* _Task objective_
Repeat each of the records below word for word, without altering anything.

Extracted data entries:
===============
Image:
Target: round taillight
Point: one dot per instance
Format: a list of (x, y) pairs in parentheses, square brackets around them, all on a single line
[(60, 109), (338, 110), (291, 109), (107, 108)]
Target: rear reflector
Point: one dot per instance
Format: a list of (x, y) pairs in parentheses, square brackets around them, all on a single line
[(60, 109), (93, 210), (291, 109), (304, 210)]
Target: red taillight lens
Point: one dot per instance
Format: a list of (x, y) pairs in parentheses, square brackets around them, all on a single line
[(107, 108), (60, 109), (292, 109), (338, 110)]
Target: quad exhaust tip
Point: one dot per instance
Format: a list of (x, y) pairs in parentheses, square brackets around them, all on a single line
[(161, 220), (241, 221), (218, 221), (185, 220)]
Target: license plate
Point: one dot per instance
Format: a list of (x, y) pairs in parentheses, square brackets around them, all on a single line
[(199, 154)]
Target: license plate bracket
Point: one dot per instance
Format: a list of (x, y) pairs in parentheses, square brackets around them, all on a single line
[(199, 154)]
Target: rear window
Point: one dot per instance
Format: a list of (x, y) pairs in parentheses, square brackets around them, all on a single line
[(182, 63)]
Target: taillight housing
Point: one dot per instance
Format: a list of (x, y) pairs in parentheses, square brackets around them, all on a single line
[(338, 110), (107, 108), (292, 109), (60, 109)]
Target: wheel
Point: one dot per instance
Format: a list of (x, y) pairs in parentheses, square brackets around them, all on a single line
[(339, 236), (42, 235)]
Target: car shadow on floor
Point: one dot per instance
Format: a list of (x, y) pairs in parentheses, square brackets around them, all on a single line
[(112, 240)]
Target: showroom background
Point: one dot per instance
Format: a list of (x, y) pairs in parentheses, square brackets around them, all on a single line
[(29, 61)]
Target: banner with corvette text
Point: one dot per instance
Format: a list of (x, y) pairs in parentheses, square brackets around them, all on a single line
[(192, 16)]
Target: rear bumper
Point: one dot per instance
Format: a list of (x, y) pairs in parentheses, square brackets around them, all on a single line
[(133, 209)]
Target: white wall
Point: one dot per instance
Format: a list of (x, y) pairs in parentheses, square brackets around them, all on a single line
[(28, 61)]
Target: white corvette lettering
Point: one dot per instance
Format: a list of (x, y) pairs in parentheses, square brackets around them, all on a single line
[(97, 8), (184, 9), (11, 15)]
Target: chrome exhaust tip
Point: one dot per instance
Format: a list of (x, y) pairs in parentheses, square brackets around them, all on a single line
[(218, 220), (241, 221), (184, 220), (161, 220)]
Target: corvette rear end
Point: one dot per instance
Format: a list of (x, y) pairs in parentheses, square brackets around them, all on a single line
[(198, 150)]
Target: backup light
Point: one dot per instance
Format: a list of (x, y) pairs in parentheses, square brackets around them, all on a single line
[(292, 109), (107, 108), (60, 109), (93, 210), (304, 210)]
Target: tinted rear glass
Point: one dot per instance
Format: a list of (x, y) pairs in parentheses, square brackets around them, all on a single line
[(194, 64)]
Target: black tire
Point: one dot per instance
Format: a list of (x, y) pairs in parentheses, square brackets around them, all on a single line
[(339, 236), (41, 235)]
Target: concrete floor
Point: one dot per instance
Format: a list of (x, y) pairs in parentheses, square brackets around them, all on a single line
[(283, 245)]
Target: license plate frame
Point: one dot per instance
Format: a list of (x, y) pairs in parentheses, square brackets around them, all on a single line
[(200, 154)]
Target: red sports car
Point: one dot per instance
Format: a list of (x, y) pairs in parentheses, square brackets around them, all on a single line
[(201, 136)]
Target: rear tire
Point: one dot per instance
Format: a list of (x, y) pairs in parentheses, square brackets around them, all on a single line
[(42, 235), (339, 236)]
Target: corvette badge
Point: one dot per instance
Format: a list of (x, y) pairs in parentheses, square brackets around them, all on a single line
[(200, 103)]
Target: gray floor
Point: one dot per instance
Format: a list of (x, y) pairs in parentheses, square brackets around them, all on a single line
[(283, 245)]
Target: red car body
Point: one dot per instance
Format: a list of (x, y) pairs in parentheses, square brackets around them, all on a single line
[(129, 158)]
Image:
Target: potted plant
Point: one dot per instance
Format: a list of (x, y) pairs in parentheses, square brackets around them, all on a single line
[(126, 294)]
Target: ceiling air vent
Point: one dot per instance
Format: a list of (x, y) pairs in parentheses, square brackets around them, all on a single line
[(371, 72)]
===============
* _Exercise solution_
Image:
Target: round taillight
Point: one dot per instance
Format: a list of (x, y) pairs in parentheses, square brackets around them, all on a single line
[(60, 109), (338, 110), (291, 109), (107, 108)]
Target: rear reflector
Point: one dot per instance
Format: a list of (x, y) pairs in parentheses, square brackets around them, all on a single line
[(60, 109), (93, 210), (291, 109), (304, 210)]
Target: red taillight lens
Point: one dot per instance
Format: a list of (x, y) pairs in parentheses, square brackets around them, all on a single line
[(107, 108), (60, 109), (292, 109), (338, 110)]
Target: quad exhaust tip
Point: one dot per instance
Format: a list of (x, y) pairs in parentheses, square brackets around them, all on a single line
[(161, 220), (241, 221), (218, 221), (185, 220)]
Target: license plate
Point: one dot per instance
Format: a list of (x, y) pairs in parentheses, square brackets around them, all on a single line
[(199, 154)]
Target: license plate bracket
Point: one dot per instance
Format: a list of (x, y) pairs in parentheses, square brackets around them, all on a single line
[(199, 154)]
Target: rear window
Point: one dot per instance
Format: a list of (x, y) pairs in parentheses, square brackets around them, all on a single line
[(182, 63)]
Target: taillight housing
Point: one dot per instance
Format: a list of (x, y) pairs in parentheses, square brackets around them, all on a single line
[(338, 110), (107, 108), (292, 109), (60, 109)]
Target: wheel
Point: one dot per instance
Format: a list of (x, y) pairs in parentheses, square brackets around them, all on a single line
[(339, 236), (42, 235)]
Target: car shadow on floor
Point: one dot per instance
Format: a list of (x, y) pairs in parentheses, square brackets around them, all on a single line
[(112, 240)]
Target: showroom background
Point: one dot per instance
Format: a list of (x, y) pairs in parentheses, square brackets around them, all on a single line
[(29, 61)]
Target: banner with corvette text
Point: one dot per instance
Format: a list of (x, y) pairs in parentheses, square brackets around them, all on a single line
[(192, 16)]
Target: rear bumper
Point: one dot per instance
Format: a list of (x, y) pairs in parentheses, square brackets around them, all on a single line
[(133, 209)]
Target: white wall
Point: one dot per instance
Format: a list of (x, y) pairs in parentheses, square brackets around them, all on a single line
[(28, 61)]
Target: white corvette lettering
Point: one dot per instance
Format: a list of (x, y) pairs in parentheses, square brackets around them, all on a single line
[(97, 8), (184, 9), (11, 15)]
Target: chrome exhaust tip
Point: one dot per instance
Format: a list of (x, y) pairs in parentheses, square brackets around them, all on a single line
[(218, 220), (241, 221), (184, 220), (161, 220)]
Target: corvette rear end
Point: one dot per instance
Format: a list of (x, y) pairs in parentheses, square brackets around them, all on a single line
[(198, 150)]
Target: backup light
Point: one dot per instance
Format: a list of (x, y) pairs in parentheses, square brackets around them, all on a single line
[(292, 109), (107, 108), (60, 109), (93, 210), (304, 210)]
Target: tinted rear glass
Point: one dot per instance
Format: a list of (x, y) pairs in parentheses, square brackets around them, all on a single line
[(194, 64)]
Target: black tire
Point: one dot per instance
Format: a list of (x, y) pairs in parentheses, square brackets around them, all on a single line
[(339, 236), (41, 235)]
Target: concrete floor
Point: one dot per instance
Format: a list of (x, y) pairs in parentheses, square brackets around them, all on a single line
[(283, 245)]
Target: license plate frame
Point: one dot per instance
Format: a list of (x, y) pairs in parentheses, square brackets around them, all on a single line
[(200, 154)]
Target: red sports car
Point: one dot per instance
Format: a list of (x, y) pairs in parentheses, square brackets around them, all on a single line
[(201, 136)]
Target: rear tire
Point: one dot per instance
Format: a list of (x, y) pairs in parentheses, square brackets around them, all on a single line
[(42, 235), (339, 236)]
Target: corvette badge
Point: one dot per instance
Format: a list of (x, y) pairs in parentheses, square brackets around them, all on a single line
[(200, 103)]
Target: gray floor
Point: one dot per instance
Format: a list of (x, y) pairs in parentheses, square brackets around them, all on a single line
[(283, 245)]
Target: red car body
Point: one dot per instance
Format: a list of (x, y) pairs in parentheses, square brackets around them, all on a single line
[(129, 158)]
Image:
Target: potted plant
Point: one dot per instance
Format: a list of (x, y) pairs in parentheses, square brackets around them, all on a single line
[(126, 294)]
Target: ceiling air vent
Point: one dot per instance
Format: a list of (x, y) pairs in parentheses, square brackets around them, all on a single line
[(371, 72)]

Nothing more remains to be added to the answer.